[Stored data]

'''

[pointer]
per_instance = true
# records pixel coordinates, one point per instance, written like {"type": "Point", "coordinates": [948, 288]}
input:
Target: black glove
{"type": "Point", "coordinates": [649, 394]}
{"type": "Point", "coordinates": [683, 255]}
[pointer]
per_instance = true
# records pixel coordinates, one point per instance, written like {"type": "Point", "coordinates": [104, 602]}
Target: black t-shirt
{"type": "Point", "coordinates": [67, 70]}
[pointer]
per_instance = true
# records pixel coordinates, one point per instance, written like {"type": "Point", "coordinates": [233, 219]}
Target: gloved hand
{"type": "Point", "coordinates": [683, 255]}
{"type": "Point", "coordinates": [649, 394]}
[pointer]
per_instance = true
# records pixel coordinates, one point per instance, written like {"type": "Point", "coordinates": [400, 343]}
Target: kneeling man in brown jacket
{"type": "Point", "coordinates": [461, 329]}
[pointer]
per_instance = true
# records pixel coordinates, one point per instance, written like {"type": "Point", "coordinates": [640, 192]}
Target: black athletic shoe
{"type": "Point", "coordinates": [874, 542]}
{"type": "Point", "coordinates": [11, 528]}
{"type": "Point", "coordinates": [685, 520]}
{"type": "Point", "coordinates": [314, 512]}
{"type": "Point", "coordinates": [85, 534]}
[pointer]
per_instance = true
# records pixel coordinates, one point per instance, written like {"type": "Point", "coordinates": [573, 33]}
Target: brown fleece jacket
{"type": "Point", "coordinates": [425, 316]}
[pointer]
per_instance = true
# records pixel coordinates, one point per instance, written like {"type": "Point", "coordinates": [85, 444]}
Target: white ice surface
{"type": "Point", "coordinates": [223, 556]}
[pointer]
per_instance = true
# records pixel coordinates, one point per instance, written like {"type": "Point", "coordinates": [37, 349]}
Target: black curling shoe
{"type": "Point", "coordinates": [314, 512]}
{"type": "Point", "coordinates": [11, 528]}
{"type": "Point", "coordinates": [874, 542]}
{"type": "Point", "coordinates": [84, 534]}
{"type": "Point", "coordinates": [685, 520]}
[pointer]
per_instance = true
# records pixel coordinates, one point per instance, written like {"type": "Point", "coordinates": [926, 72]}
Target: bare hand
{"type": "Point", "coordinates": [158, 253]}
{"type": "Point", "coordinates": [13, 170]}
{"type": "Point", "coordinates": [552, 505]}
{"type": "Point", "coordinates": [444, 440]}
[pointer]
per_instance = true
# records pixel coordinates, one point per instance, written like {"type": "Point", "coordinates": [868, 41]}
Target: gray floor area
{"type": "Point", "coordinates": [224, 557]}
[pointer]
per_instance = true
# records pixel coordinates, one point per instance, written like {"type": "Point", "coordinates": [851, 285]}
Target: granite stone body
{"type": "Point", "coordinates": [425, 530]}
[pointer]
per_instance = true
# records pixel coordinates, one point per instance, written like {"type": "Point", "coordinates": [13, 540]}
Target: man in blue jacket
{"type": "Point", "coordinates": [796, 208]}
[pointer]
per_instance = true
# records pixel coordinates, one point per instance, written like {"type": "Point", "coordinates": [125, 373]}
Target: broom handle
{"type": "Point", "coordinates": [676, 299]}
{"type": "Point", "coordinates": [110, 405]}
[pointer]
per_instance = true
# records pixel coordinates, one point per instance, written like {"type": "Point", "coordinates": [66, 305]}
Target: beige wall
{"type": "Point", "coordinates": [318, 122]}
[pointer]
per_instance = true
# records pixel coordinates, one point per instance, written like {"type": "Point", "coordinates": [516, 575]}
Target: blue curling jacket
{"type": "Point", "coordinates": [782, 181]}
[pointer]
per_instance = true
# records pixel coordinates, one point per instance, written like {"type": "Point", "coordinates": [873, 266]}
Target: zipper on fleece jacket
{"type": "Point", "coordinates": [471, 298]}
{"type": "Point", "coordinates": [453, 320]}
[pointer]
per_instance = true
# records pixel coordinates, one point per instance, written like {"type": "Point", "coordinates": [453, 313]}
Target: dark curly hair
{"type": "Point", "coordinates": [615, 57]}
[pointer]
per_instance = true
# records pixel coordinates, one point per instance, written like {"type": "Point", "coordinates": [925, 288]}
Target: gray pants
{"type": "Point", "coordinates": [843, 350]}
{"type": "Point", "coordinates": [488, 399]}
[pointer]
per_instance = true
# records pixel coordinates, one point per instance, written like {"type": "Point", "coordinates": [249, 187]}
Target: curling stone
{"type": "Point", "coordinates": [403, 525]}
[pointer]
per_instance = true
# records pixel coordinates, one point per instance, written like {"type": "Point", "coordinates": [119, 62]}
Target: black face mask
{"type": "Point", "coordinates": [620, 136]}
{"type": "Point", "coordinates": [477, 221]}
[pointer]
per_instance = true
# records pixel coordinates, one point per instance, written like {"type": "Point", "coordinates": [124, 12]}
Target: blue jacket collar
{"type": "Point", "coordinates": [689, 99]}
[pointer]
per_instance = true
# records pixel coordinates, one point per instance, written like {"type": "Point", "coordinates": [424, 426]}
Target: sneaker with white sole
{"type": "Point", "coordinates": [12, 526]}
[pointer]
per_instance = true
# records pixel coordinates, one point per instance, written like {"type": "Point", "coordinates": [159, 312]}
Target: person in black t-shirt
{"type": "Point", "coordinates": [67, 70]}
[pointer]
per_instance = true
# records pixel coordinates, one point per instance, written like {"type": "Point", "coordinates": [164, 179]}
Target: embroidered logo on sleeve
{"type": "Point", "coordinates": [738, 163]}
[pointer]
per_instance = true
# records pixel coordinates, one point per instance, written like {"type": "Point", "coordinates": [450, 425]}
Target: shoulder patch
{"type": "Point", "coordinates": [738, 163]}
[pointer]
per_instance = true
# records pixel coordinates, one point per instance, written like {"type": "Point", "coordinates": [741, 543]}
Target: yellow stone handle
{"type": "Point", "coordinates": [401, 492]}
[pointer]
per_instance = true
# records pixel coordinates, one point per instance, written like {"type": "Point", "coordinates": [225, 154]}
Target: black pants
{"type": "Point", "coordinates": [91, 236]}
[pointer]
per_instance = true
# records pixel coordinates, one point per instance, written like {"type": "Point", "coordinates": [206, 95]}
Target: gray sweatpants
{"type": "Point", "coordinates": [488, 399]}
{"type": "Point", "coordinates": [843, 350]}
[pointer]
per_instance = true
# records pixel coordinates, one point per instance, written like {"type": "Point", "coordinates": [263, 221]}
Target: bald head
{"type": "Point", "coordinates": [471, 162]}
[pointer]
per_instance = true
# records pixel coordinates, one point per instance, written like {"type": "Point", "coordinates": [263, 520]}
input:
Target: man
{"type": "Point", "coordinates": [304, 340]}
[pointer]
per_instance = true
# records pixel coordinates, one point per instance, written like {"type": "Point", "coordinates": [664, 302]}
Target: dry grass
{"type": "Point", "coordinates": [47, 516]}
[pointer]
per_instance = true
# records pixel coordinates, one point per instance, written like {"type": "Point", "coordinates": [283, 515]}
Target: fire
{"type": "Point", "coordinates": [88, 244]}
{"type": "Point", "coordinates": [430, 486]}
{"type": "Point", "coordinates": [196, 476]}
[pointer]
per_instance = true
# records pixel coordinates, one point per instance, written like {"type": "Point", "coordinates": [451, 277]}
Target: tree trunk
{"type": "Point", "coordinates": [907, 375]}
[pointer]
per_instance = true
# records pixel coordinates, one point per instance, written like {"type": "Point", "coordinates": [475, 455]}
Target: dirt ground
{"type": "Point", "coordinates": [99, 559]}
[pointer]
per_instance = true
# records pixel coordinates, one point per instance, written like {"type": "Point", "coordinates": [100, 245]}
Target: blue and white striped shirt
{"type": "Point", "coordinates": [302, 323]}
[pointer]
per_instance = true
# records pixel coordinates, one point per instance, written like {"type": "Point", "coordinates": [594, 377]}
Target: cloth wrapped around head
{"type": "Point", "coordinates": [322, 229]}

'''

▶ [Your goal]
Retype every record above exactly as it stands.

▶ [Expected answer]
[pointer]
per_instance = true
# records pixel coordinates, one point per instance, written like {"type": "Point", "coordinates": [948, 288]}
input:
Target: black glove
{"type": "Point", "coordinates": [649, 394]}
{"type": "Point", "coordinates": [683, 255]}
[pointer]
per_instance = true
# records pixel coordinates, one point per instance, written like {"type": "Point", "coordinates": [104, 602]}
Target: black t-shirt
{"type": "Point", "coordinates": [67, 70]}
[pointer]
per_instance = true
# records pixel coordinates, one point per instance, written like {"type": "Point", "coordinates": [233, 219]}
Target: gloved hand
{"type": "Point", "coordinates": [683, 255]}
{"type": "Point", "coordinates": [649, 394]}
[pointer]
per_instance = true
# records pixel coordinates, one point per instance, written like {"type": "Point", "coordinates": [400, 343]}
Target: kneeling man in brown jacket
{"type": "Point", "coordinates": [461, 329]}
[pointer]
per_instance = true
# records pixel coordinates, one point per instance, written like {"type": "Point", "coordinates": [640, 192]}
Target: black athletic shoe
{"type": "Point", "coordinates": [874, 542]}
{"type": "Point", "coordinates": [11, 528]}
{"type": "Point", "coordinates": [685, 520]}
{"type": "Point", "coordinates": [314, 512]}
{"type": "Point", "coordinates": [85, 534]}
[pointer]
per_instance = true
# records pixel coordinates, one point per instance, written like {"type": "Point", "coordinates": [573, 33]}
Target: brown fleece jacket
{"type": "Point", "coordinates": [425, 316]}
[pointer]
per_instance = true
# records pixel coordinates, one point per instance, written like {"type": "Point", "coordinates": [85, 444]}
Target: white ice surface
{"type": "Point", "coordinates": [223, 556]}
[pointer]
per_instance = true
# records pixel coordinates, one point per instance, written like {"type": "Point", "coordinates": [37, 349]}
Target: black curling shoe
{"type": "Point", "coordinates": [314, 512]}
{"type": "Point", "coordinates": [11, 528]}
{"type": "Point", "coordinates": [874, 542]}
{"type": "Point", "coordinates": [84, 534]}
{"type": "Point", "coordinates": [685, 520]}
[pointer]
per_instance = true
# records pixel coordinates, one point per instance, written like {"type": "Point", "coordinates": [926, 72]}
Target: bare hand
{"type": "Point", "coordinates": [158, 253]}
{"type": "Point", "coordinates": [13, 170]}
{"type": "Point", "coordinates": [552, 505]}
{"type": "Point", "coordinates": [444, 440]}
[pointer]
per_instance = true
# records pixel coordinates, one point per instance, written like {"type": "Point", "coordinates": [868, 41]}
Target: gray floor area
{"type": "Point", "coordinates": [224, 557]}
[pointer]
per_instance = true
# records pixel coordinates, one point per instance, written like {"type": "Point", "coordinates": [851, 285]}
Target: granite stone body
{"type": "Point", "coordinates": [425, 530]}
[pointer]
per_instance = true
# records pixel coordinates, one point per instance, written like {"type": "Point", "coordinates": [13, 540]}
Target: man in blue jacket
{"type": "Point", "coordinates": [796, 208]}
[pointer]
per_instance = true
# records pixel coordinates, one point per instance, written like {"type": "Point", "coordinates": [125, 373]}
Target: broom handle
{"type": "Point", "coordinates": [676, 299]}
{"type": "Point", "coordinates": [110, 405]}
[pointer]
per_instance = true
# records pixel coordinates, one point per instance, written like {"type": "Point", "coordinates": [66, 305]}
Target: beige wall
{"type": "Point", "coordinates": [318, 122]}
[pointer]
per_instance = true
# records pixel coordinates, one point per instance, written like {"type": "Point", "coordinates": [516, 575]}
Target: blue curling jacket
{"type": "Point", "coordinates": [782, 181]}
[pointer]
per_instance = true
# records pixel coordinates, one point per instance, written like {"type": "Point", "coordinates": [873, 266]}
Target: zipper on fleece jacket
{"type": "Point", "coordinates": [471, 298]}
{"type": "Point", "coordinates": [453, 320]}
[pointer]
per_instance = true
# records pixel coordinates, one point per instance, written like {"type": "Point", "coordinates": [453, 313]}
Target: dark curly hair
{"type": "Point", "coordinates": [615, 57]}
[pointer]
per_instance = true
# records pixel coordinates, one point per instance, written like {"type": "Point", "coordinates": [925, 288]}
Target: gray pants
{"type": "Point", "coordinates": [843, 350]}
{"type": "Point", "coordinates": [488, 399]}
[pointer]
per_instance = true
# records pixel coordinates, one point per instance, written like {"type": "Point", "coordinates": [249, 187]}
Target: curling stone
{"type": "Point", "coordinates": [403, 525]}
[pointer]
per_instance = true
# records pixel coordinates, one point per instance, written like {"type": "Point", "coordinates": [119, 62]}
Target: black face mask
{"type": "Point", "coordinates": [620, 136]}
{"type": "Point", "coordinates": [477, 221]}
[pointer]
per_instance = true
# records pixel coordinates, one point per instance, written like {"type": "Point", "coordinates": [124, 12]}
Target: blue jacket collar
{"type": "Point", "coordinates": [689, 99]}
[pointer]
per_instance = true
# records pixel coordinates, one point per instance, written like {"type": "Point", "coordinates": [424, 426]}
Target: sneaker with white sole
{"type": "Point", "coordinates": [12, 526]}
[pointer]
per_instance = true
# records pixel coordinates, one point per instance, written like {"type": "Point", "coordinates": [159, 312]}
Target: person in black t-shirt
{"type": "Point", "coordinates": [67, 70]}
[pointer]
per_instance = true
# records pixel coordinates, one point per instance, written like {"type": "Point", "coordinates": [164, 179]}
Target: embroidered logo on sleeve
{"type": "Point", "coordinates": [738, 163]}
[pointer]
per_instance = true
# records pixel coordinates, one point per instance, written like {"type": "Point", "coordinates": [450, 425]}
Target: shoulder patch
{"type": "Point", "coordinates": [738, 163]}
[pointer]
per_instance = true
# records pixel coordinates, one point per instance, written like {"type": "Point", "coordinates": [741, 543]}
Target: yellow stone handle
{"type": "Point", "coordinates": [401, 492]}
[pointer]
per_instance = true
# records pixel coordinates, one point per instance, written like {"type": "Point", "coordinates": [225, 154]}
Target: black pants
{"type": "Point", "coordinates": [91, 236]}
[pointer]
per_instance = true
# records pixel coordinates, one point per instance, written like {"type": "Point", "coordinates": [206, 95]}
Target: gray sweatpants
{"type": "Point", "coordinates": [488, 399]}
{"type": "Point", "coordinates": [843, 350]}
[pointer]
per_instance = true
# records pixel coordinates, one point per instance, written like {"type": "Point", "coordinates": [263, 221]}
Target: bald head
{"type": "Point", "coordinates": [471, 162]}
[pointer]
per_instance = true
# records pixel coordinates, one point per instance, written like {"type": "Point", "coordinates": [263, 520]}
input:
Target: man
{"type": "Point", "coordinates": [304, 340]}
[pointer]
per_instance = true
# records pixel coordinates, one point per instance, written like {"type": "Point", "coordinates": [664, 302]}
Target: dry grass
{"type": "Point", "coordinates": [47, 516]}
[pointer]
per_instance = true
# records pixel coordinates, one point per instance, written like {"type": "Point", "coordinates": [283, 515]}
Target: fire
{"type": "Point", "coordinates": [88, 244]}
{"type": "Point", "coordinates": [430, 486]}
{"type": "Point", "coordinates": [196, 476]}
[pointer]
per_instance = true
# records pixel coordinates, one point per instance, written like {"type": "Point", "coordinates": [451, 277]}
Target: tree trunk
{"type": "Point", "coordinates": [907, 375]}
[pointer]
per_instance = true
# records pixel coordinates, one point per instance, written like {"type": "Point", "coordinates": [475, 455]}
Target: dirt ground
{"type": "Point", "coordinates": [99, 559]}
[pointer]
per_instance = true
# records pixel coordinates, one point per instance, written like {"type": "Point", "coordinates": [100, 245]}
Target: blue and white striped shirt
{"type": "Point", "coordinates": [302, 323]}
[pointer]
per_instance = true
# records pixel coordinates, one point per instance, written like {"type": "Point", "coordinates": [594, 377]}
Target: cloth wrapped around head
{"type": "Point", "coordinates": [322, 229]}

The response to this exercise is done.